> [Stored dataset items]:
----
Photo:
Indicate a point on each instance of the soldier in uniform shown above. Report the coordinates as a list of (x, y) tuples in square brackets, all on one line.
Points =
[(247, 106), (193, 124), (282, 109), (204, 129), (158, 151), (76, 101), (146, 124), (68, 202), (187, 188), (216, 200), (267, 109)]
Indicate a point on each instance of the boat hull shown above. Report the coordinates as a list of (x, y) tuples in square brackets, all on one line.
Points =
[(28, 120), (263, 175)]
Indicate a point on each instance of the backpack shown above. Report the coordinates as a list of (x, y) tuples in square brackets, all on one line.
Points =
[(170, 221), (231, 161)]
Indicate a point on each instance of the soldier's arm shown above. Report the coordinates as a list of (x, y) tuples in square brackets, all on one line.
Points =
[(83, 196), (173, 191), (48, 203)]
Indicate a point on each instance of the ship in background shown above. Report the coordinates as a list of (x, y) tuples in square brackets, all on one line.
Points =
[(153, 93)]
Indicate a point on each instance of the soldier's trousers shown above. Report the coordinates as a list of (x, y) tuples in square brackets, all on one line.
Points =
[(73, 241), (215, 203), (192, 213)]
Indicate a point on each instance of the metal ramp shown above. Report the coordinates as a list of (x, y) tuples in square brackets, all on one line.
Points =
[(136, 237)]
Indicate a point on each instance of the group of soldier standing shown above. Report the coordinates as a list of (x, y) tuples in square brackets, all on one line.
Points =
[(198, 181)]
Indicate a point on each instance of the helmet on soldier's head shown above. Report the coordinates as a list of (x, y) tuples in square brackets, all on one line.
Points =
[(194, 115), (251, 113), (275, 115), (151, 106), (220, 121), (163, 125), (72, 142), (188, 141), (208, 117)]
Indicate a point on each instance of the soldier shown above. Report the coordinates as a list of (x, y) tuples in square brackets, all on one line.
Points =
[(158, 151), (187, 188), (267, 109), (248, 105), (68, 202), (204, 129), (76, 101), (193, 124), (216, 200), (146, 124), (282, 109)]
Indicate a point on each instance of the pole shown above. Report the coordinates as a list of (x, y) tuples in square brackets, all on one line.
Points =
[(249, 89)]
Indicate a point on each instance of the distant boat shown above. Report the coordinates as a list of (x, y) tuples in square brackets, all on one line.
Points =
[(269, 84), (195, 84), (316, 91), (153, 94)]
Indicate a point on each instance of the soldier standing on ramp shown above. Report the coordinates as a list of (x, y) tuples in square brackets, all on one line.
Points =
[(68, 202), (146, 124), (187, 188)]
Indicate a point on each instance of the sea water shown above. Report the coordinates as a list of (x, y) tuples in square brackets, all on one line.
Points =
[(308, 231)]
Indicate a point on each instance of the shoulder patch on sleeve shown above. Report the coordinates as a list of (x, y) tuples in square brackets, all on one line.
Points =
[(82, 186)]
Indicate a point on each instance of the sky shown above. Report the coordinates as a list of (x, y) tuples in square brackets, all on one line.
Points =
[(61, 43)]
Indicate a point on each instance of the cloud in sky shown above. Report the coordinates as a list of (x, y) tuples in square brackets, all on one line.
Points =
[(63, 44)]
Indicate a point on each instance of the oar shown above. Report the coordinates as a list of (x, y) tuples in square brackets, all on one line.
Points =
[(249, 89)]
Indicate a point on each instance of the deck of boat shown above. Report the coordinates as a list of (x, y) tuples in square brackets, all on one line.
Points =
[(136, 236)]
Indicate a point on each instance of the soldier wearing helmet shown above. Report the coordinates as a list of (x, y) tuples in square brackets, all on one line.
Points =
----
Swap every "tuples" in the data above for "pairs" and reproduce all of it with no other changes.

> [Output for this task]:
Photo:
Indicate a point on each instance of the soldier in uniform shown above. Report the coordinates as a list of (x, y) pairs in square brackets, all on one line.
Points =
[(247, 106), (193, 124), (282, 109), (204, 129), (158, 151), (76, 101), (146, 124), (68, 202), (187, 188), (216, 200), (267, 109)]
Indicate a point on each instance of the boat hull shown above. Report the coordinates as a list of (x, y) pairs in square brackets, all on one line.
Points =
[(28, 120), (263, 175)]
Indicate a point on each instance of the backpack shown above. Report the coordinates as a list of (x, y) pairs in square brackets, all on one line.
Points =
[(170, 221), (231, 161)]
Indicate a point on each instance of the soldier's arm shown above. Report the coordinates as a list of (x, y) pairs in square brackets, all on one line.
Points =
[(83, 196), (173, 191), (48, 203)]
Indicate a point on each instance of the ship in background shown above. Report the coordinates as a list of (x, y) pairs in square brackets, all on one line.
Points =
[(153, 93)]
Indicate a point on each instance of the soldier's trousers shown above. Report the coordinates as a list of (x, y) pairs in square brackets, all on one line.
Points =
[(73, 241), (215, 203), (192, 213)]
Indicate a point on each instance of the metal ramp shown above. Report the coordinates as a list of (x, y) pairs in square brackets, all on one line.
Points =
[(136, 237)]
Indicate a point on each instance of the group of soldier standing shown above. Report the coordinates as a list of (x, y) pairs in square brackets, all on one line.
Points =
[(198, 181)]
Indicate a point on each instance of the helmet on soldier's head shown above. Report the coordinates as a list of (x, y) pairs in square brackets, all on one line.
Points =
[(194, 115), (251, 113), (275, 115), (151, 106), (220, 121), (163, 125), (72, 142), (188, 141), (208, 117)]
Indicate a point on each instance of the soldier shown above. Report the coordinates as a list of (x, y) pairs in square brackets, all on one line.
Points =
[(158, 151), (187, 188), (267, 109), (248, 105), (68, 202), (204, 129), (76, 101), (193, 124), (216, 200), (146, 124), (282, 109)]
Indicate a point on each instance of the pole shown above. Report the coordinates as a list of (x, y) pairs in square brackets, all on one line.
Points =
[(249, 89)]
Indicate a point on each instance of the distant boat shown above. Report the coordinates as a list of (x, y) pairs in square brackets, all on one line.
Points =
[(269, 84), (195, 84), (316, 91), (153, 94)]
Indicate a point on each instance of the soldier standing on ramp shown above. Report the coordinates as a list of (x, y) pairs in square brackets, all on one line.
Points =
[(68, 202), (146, 124), (187, 188)]
Indicate a point on each instance of the sea water shown above. Report the coordinates as a list of (x, y) pairs in square brackets, all on one line.
Points =
[(308, 231)]
Indicate a point on each instance of the shoulder patch on sleeve shown above. Report the coordinates as a list of (x, y) pairs in square brackets, all on one line.
Points =
[(82, 186)]
Indicate a point on each instance of the sky shown above. Report the coordinates as a list of (x, y) pairs in square brackets, all on one line.
Points =
[(61, 43)]
Indicate a point on each instance of the cloud in sky shown above. Report the coordinates as a list of (x, y) pairs in square brackets, all on one line.
Points =
[(63, 44)]
Indicate a point on each instance of the oar shown above. Report the coordinates as a list of (x, y) pairs in square brackets, all on one line.
Points =
[(249, 89)]
Indicate a point on each instance of the deck of boat shown above. Report the coordinates as a list of (x, y) pairs in square brackets, all on one line.
Points =
[(136, 236)]
Indicate a point on each instance of the soldier wearing helmet shown above. Report the coordinates as a list of (x, y) pairs in square brackets, all on one line.
Points =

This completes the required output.